Swój słynny eksperyment więzienny Zimbardo przeprowadził w podziemiach Uniwersytetu Stanforda w 1971 roku, gdzie grupa studentów przyjęła role więźniów i strażników. Eksperyment miał trwać 14 dni, a zakończył się już w szóstej dobie ze względu na zły stan psychiczny paru „więźniów” wynikający z nasilającego się złego traktowania przez „strażników”. Studenci, którzy wzięli udział w eksperymencie byli wcześniej przebadani pod kątem zdrowia fizycznego i psychicznego i nie mieli na swoim koncie żadnego sądowego wyroku. Co więcej, role więźniów i strażników zostały im przydzielone losowo. Natomiast warunki, w jakich odbywał się eksperyment, obejmowały deindywidualizację zarówno więźniów jak i strażników – więźniowie byli ubrani jednakowo, a rozróżniały ich tylko numery naszyte na białych koszulach, zaś strażnicy posiadali takie same mundury i nosili czarne okulary. Warunki wyjściowe dawały strażnikom przewagę nad więźniami, ale nie wymagały od nich przemocy psychicznej i fizycznej, jakiej szybko zaczęli się dopuszczać. Skoro weszli w tę sytuację zdrowi na ciele i umyśle, i ci, którzy zostali strażnikami zaczęli zachowywać się podle, to można – i taka jest generalnie konkluzja eksperymentu – spodziewać się, że to parametry sytuacji były wyzwalaczem zachowania albo sprzyjały takiemu zachowaniu, którego sami badani by u siebie wcześniej nie podejrzewali. 

ELEKTRYCZNY EKSPERYMENT MILGRAMA

Eksperyment stanfordzki był jednak doświadczeniem pojedynczym, podczas gdy opisywany w książce Zimbardo eksperyment jego kolegi, psychologa społecznego Stanleya Milgrama był powtarzany wielokrotnie nie tylko przez Milgrama, ale wielu innych badaczy. W 1961 roku Milgram chciał sprawdzić czy ludzie są skłonni do wyrządzania krzywdy innym ludziom kierowani posłuszeństwem wobec autorytetu. Inspiracją dla eksperymentu było funkcjonowanie nazistowskich Niemiec i rozpoczęty w 1961 roku proces hitlerowskiego zbrodniarza Adolfa Eichmanna, który w swojej obronie twierdził, że „tylko” wypełniał rozkazy.

Zarejestrowane dane:
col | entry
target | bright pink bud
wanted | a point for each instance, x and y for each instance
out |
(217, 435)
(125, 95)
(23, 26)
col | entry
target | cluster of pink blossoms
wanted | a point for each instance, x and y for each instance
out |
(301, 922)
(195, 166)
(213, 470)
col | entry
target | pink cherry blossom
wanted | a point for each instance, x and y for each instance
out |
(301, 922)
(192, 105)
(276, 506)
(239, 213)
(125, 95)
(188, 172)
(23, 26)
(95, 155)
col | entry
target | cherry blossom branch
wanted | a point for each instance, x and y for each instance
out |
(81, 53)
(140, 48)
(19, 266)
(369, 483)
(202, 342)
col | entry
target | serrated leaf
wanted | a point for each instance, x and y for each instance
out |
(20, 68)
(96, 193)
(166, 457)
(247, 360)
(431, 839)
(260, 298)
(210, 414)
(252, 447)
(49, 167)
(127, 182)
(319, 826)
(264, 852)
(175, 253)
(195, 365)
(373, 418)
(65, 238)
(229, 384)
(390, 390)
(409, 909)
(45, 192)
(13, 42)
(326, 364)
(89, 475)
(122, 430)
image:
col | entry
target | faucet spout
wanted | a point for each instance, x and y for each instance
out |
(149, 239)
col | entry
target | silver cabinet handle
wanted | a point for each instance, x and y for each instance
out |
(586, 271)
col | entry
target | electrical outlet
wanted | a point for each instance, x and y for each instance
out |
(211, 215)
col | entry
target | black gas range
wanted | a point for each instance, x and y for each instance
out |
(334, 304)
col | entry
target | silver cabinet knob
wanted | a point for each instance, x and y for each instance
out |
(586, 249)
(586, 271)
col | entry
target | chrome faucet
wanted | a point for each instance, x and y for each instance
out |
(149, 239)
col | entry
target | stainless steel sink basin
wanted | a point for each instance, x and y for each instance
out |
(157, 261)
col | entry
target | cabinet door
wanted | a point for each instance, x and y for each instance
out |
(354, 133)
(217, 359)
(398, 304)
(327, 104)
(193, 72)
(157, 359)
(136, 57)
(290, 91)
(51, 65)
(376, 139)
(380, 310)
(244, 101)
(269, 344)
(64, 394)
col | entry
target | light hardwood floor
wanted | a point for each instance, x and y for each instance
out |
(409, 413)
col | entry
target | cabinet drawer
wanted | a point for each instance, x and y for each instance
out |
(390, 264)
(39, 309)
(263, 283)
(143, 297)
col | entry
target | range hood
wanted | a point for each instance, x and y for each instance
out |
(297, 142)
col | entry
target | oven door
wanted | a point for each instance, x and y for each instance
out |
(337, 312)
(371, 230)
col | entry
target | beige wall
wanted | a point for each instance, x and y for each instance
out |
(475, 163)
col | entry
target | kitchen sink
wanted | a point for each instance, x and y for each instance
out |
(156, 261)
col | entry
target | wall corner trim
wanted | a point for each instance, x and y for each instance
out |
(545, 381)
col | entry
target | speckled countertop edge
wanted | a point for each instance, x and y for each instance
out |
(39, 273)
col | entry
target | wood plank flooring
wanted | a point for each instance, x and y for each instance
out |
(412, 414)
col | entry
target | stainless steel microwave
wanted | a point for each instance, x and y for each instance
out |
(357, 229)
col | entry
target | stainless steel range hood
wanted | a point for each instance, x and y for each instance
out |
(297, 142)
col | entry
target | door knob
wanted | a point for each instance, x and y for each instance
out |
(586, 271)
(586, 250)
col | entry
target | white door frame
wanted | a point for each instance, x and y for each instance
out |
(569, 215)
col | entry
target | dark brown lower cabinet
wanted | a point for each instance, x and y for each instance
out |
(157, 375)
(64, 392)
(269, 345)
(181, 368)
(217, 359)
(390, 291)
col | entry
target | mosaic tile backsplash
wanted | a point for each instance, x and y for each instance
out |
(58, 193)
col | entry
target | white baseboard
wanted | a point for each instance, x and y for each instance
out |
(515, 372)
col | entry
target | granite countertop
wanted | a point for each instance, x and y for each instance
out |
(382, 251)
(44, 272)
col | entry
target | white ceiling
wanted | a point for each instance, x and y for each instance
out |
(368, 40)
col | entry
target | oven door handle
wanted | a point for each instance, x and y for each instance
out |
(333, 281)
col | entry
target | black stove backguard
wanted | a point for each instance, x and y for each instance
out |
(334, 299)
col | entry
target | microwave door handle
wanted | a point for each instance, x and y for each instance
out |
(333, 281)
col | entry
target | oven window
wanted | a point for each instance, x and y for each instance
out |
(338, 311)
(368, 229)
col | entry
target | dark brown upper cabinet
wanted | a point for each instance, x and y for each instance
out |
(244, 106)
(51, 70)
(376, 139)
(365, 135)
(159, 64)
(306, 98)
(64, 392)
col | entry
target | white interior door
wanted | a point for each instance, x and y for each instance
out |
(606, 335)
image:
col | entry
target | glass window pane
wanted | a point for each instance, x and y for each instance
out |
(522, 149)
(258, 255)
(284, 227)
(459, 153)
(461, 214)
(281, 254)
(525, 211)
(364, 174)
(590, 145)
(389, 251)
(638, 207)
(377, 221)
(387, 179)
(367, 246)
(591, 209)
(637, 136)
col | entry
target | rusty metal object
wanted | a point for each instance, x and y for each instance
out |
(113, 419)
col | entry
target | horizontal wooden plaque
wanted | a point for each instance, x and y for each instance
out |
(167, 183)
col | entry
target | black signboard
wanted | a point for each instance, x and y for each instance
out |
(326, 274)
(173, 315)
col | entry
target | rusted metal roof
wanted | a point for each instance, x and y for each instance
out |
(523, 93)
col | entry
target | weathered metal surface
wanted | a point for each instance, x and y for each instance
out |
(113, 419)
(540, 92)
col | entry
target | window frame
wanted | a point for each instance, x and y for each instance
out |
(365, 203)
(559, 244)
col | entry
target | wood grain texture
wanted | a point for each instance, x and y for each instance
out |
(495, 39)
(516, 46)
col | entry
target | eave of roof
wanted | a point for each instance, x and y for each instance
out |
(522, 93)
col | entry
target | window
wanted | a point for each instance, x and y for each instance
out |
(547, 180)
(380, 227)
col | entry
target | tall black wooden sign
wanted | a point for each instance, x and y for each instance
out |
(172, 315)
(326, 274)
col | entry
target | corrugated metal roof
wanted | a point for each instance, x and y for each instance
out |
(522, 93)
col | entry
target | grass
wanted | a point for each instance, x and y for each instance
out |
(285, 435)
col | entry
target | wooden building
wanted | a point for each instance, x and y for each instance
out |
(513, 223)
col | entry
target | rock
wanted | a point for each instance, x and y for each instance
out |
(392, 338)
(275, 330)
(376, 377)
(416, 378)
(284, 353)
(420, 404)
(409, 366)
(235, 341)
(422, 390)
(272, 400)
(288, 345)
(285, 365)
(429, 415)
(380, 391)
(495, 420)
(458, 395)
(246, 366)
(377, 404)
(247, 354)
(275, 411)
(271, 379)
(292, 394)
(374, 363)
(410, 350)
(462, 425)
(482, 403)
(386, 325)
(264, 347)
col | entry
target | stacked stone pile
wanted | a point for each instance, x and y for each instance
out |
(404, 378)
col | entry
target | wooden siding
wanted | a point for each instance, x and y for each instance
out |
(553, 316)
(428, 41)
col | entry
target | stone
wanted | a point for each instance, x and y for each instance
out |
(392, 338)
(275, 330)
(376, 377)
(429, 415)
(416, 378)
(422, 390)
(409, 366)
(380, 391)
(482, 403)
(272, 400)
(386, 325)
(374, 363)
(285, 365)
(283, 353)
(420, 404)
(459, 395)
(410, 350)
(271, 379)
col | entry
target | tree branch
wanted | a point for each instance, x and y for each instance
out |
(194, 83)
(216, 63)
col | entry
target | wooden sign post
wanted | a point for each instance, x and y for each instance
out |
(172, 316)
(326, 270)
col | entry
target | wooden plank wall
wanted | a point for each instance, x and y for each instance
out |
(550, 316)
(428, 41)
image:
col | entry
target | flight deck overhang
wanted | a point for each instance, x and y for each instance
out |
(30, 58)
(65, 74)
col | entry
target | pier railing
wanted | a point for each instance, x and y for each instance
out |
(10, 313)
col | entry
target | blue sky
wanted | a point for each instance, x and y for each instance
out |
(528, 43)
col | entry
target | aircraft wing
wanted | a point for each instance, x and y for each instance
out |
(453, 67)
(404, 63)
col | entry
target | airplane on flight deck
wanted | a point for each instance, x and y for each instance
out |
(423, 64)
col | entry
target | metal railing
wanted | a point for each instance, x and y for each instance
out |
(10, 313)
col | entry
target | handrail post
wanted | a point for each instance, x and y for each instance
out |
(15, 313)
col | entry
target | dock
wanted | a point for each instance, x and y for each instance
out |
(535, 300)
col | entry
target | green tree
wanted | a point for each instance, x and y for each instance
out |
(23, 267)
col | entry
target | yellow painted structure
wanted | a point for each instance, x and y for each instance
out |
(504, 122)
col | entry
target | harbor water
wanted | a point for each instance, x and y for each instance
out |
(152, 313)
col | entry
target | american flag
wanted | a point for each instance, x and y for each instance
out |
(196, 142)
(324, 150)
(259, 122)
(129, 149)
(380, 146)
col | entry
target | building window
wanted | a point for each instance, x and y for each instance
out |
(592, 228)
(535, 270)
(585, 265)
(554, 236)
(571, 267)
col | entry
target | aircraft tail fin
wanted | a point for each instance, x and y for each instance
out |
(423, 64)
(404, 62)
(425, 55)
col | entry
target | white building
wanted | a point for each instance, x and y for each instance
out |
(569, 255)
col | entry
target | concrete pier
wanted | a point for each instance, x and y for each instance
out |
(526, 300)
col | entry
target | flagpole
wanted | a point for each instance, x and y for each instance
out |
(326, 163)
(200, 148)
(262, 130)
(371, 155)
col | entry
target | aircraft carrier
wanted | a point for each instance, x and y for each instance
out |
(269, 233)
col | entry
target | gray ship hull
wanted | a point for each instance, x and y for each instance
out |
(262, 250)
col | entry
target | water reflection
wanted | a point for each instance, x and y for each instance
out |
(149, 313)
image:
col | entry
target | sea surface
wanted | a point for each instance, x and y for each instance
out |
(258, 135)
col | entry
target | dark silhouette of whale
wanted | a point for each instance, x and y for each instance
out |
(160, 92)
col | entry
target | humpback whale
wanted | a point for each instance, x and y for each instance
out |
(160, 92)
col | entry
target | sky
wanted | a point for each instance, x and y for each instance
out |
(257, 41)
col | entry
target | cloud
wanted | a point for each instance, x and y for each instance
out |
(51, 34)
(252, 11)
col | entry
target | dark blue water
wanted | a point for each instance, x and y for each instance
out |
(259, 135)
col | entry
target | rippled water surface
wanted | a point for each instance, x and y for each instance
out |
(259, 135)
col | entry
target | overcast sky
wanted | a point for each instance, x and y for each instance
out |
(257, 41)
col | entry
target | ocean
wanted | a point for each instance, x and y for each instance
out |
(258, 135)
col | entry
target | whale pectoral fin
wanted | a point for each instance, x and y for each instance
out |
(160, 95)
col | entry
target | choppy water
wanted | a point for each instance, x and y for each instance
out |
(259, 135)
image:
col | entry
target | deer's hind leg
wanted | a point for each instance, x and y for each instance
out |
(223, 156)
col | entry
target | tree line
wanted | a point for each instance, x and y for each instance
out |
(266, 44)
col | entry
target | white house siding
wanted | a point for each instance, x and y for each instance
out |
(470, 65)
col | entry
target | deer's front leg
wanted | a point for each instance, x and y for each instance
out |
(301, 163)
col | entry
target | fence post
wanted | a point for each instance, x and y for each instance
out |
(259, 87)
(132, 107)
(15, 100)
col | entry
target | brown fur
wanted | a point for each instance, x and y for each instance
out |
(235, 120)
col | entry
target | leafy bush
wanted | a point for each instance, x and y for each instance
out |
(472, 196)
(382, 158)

Krótkie polecenie:
Na podstawie tekstu o eksperymentach Zimbardo i Milgrama odpowiedz na poniższe pytania:
1. Ile dni miał trwać eksperyment więzienny Zimbardo?
2. Po czym można było odróżnić od siebie więźniów?
3. Jaki proces rozpoczęty w 1961 roku był jedną z inspiracji eksperymentu Milgrama?

Rozwiązanie zadania:
1. Eksperyment więzienny Zimbardo miał trwać 14 dni.
2. Więźniów rozróżniały tylko numery naszyte na białych koszulach.
3. Jedną z inspiracji był proces hitlerowskiego zbrodniarza Adolfa Eichmanna.